Предоставленный фрагмент
□ □ □ □

Так выясняется, что «писать плохо» в известном смысле гораздо труднее, чем «писать хорошо». Недаром тот, кого Катаев почтительно называет Учителем, всю жизнь лишь мечтал «писать без всякой формы, не согласуясь ни с какими литературными приемами». Мечтал как о чем-то недостижимом. А решиться на это так и не посмел.
На протяжении по крайней мере полувека Бунин был для Катаева не только Учителем, но и своего рода художественным кумиром, олицетворением некоего художественного идеала.
…Бунинская неповторимая пластика, доводящая его описания до стереоскопической объемности и точности, – свойство, которым не мог похвастаться ни один современный Бунину мировой писатель…
Сила Бунина-изобразителя заключалась в поразительно быстрой, почти мгновенной реакции на все внешние раздражители и в способности тут же найти для них совершенно точное словесное выражение…
Так говорит Катаев в «Траве забвенья». Катаев, уже почти всерьез называющий себя «мовистом».
«Писать хорошо» для Катаева – это всегда значило «писать, как Бунин». (Разумеется, не подражая Бунину, не копируя его, не воспроизводя его манеру, а по возможности достигая в своих описаниях такой же стереоскопической объемности и точности, обнаруживая умение найти для каждой своей зрительной реакции максимально точное словесное выражение.)

□ □ □ □

Приложенный список
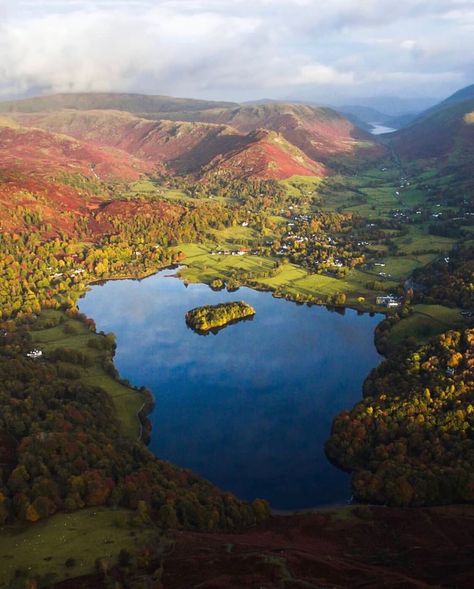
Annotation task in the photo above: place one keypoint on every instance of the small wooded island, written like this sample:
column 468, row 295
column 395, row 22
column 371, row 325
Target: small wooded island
column 214, row 317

□ □ □ □

Письменное задание 1
Как в двух предложениях изложить суть фрагмента о Бунине и Катаеве?
Письменное задание 2
Перепечатайте из фрагмента о Бунине и Катаеве текст от «Так выясняется, что» до «некоего художественного идеала.».

Правильный ответ 1
По крайней мере полвека Бунин был для Катаева Учителем и художественным кумиром, и «писать хорошо» значило для Катаева «писать, как Бунин», то есть не подражать ему, а по возможности достигать в описаниях такой же стереоскопической объемности и точности. При этом «писать плохо» в известном смысле гораздо труднее: Бунин всю жизнь лишь мечтал писать без всякой формы, но так и не посмел на это решиться.

Правильный ответ 2
Так выясняется, что «писать плохо» в известном смысле гораздо труднее, чем «писать хорошо». Недаром тот, кого Катаев почтительно называет Учителем, всю жизнь лишь мечтал «писать без всякой формы, не согласуясь ни с какими литературными приемами». Мечтал как о чем-то недостижимом. А решиться на это так и не посмел.
На протяжении по крайней мере полувека Бунин был для Катаева не только Учителем, но и своего рода художественным кумиром, олицетворением некоего художественного идеала.